>> start DATA RECORDS

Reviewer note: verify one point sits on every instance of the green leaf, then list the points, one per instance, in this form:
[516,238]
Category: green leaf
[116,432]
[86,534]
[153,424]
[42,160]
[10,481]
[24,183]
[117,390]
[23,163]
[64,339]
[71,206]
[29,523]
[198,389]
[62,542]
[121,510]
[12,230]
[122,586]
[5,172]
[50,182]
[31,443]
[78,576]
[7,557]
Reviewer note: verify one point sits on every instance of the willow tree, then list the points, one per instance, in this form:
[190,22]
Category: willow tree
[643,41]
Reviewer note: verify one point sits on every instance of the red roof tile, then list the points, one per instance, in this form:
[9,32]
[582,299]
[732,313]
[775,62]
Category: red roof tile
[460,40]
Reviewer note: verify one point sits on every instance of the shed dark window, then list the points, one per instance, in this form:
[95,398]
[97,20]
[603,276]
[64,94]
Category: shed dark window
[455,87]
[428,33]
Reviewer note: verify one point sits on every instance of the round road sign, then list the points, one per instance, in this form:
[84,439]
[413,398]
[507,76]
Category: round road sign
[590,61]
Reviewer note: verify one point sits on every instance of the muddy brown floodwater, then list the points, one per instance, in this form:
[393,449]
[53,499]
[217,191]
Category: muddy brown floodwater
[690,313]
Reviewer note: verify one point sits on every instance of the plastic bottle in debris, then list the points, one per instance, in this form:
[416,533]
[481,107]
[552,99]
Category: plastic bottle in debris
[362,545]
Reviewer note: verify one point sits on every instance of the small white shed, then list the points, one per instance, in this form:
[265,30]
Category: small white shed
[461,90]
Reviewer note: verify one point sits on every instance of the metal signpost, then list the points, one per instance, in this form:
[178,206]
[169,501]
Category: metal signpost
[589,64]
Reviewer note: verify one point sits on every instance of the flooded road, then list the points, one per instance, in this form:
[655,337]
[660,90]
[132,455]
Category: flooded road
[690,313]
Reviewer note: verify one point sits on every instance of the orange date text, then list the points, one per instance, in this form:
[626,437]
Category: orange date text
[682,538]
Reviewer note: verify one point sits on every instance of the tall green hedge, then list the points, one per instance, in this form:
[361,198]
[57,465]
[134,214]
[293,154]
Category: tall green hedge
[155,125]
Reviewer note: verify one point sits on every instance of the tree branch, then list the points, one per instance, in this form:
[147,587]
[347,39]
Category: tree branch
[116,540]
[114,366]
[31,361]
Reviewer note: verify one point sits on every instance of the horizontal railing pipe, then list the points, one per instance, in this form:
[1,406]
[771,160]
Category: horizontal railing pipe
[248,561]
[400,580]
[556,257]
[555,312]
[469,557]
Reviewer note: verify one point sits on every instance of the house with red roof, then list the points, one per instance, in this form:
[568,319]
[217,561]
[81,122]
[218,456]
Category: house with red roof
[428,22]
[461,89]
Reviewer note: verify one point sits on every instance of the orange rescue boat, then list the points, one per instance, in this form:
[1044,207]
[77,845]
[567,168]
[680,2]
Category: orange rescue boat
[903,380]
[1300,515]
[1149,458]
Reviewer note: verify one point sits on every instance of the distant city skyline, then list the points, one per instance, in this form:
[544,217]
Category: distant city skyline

>> end DATA RECORDS

- [WRITTEN PROBLEM]:
Copy out every line of the material above, keeping each one unchanged.

- [EXERCISE OUTPUT]:
Reviewer note: verify one point sits on every instance of the green leaf, then list the points, one per instance, in this form:
[516,238]
Category: green leaf
[116,432]
[86,534]
[153,424]
[42,160]
[10,481]
[24,183]
[117,390]
[23,163]
[64,339]
[71,206]
[29,523]
[198,389]
[62,542]
[121,510]
[12,230]
[122,586]
[5,172]
[50,182]
[31,443]
[78,576]
[7,557]
Reviewer note: verify one point sits on every instance of the willow tree, then list the points, one per instance, in this form:
[190,22]
Category: willow tree
[643,41]
Reviewer note: verify one point sits on every instance of the red roof tile, then list the points, one per instance, in this form:
[9,32]
[582,299]
[732,313]
[775,62]
Category: red roof tile
[460,40]
Reviewer note: verify one point sits on every instance of the shed dark window, then list the points, one per instance, in this form:
[95,398]
[97,20]
[603,276]
[64,94]
Category: shed dark window
[455,87]
[428,33]
Reviewer note: verify one point sits on every instance of the round road sign, then list the points, one per instance, in this form:
[84,439]
[413,398]
[507,76]
Category: round road sign
[590,61]
Reviewer note: verify one point sits on every instance of the muddy brown floodwater, then list the points, one per instance, in this form:
[393,449]
[53,499]
[217,191]
Category: muddy brown floodwater
[690,313]
Reviewer note: verify one point sits on every instance of the plastic bottle in debris, then list the points, one per instance, in this form:
[416,533]
[481,107]
[552,99]
Category: plastic bottle in debris
[362,545]
Reviewer note: verify one point sits on every instance of the small white shed, then list the points, one per instance, in this form:
[265,30]
Category: small white shed
[461,90]
Reviewer note: verify one point sits on every instance of the metal signpost, then list the points, one per instance, in this form:
[178,206]
[169,501]
Category: metal signpost
[589,64]
Reviewer note: verify one point sits on every instance of the flooded road, then list the points, one per instance, in this form:
[655,337]
[660,90]
[132,455]
Category: flooded road
[690,313]
Reviewer note: verify one point sits on every instance of the orange date text, then list the points, one per instance, in this form:
[626,437]
Category: orange date text
[682,538]
Reviewer note: verify one point sits on every instance of the tall green hedge, then list the points, one per instance, in this form:
[361,198]
[57,465]
[134,214]
[293,154]
Category: tall green hedge
[155,125]
Reviewer note: verify one point sits on every instance of the tree branch, then list the points, one per instance, in this form:
[147,587]
[347,39]
Category: tree branch
[116,540]
[114,366]
[31,361]
Reviewer note: verify one point sits on every instance of the horizontal railing pipe, then list the points, one per instance, in this form:
[1,406]
[771,160]
Category: horizontal railing pipe
[248,561]
[400,580]
[556,257]
[555,312]
[469,557]
Reviewer note: verify one point sits on every instance of the house with red roof, then list the points, one per instance, in this form:
[568,319]
[217,561]
[81,122]
[218,456]
Category: house with red roof
[428,22]
[461,89]
Reviewer note: verify one point sits on every instance of the orange rescue boat, then list the points, one per instance, in this form:
[1044,207]
[77,845]
[567,168]
[680,2]
Category: orange rescue boat
[903,380]
[1300,515]
[1149,458]
Reviewer note: verify one point sits on every instance of the distant city skyline, then list the points, one per instance, in this form:
[544,217]
Category: distant city skyline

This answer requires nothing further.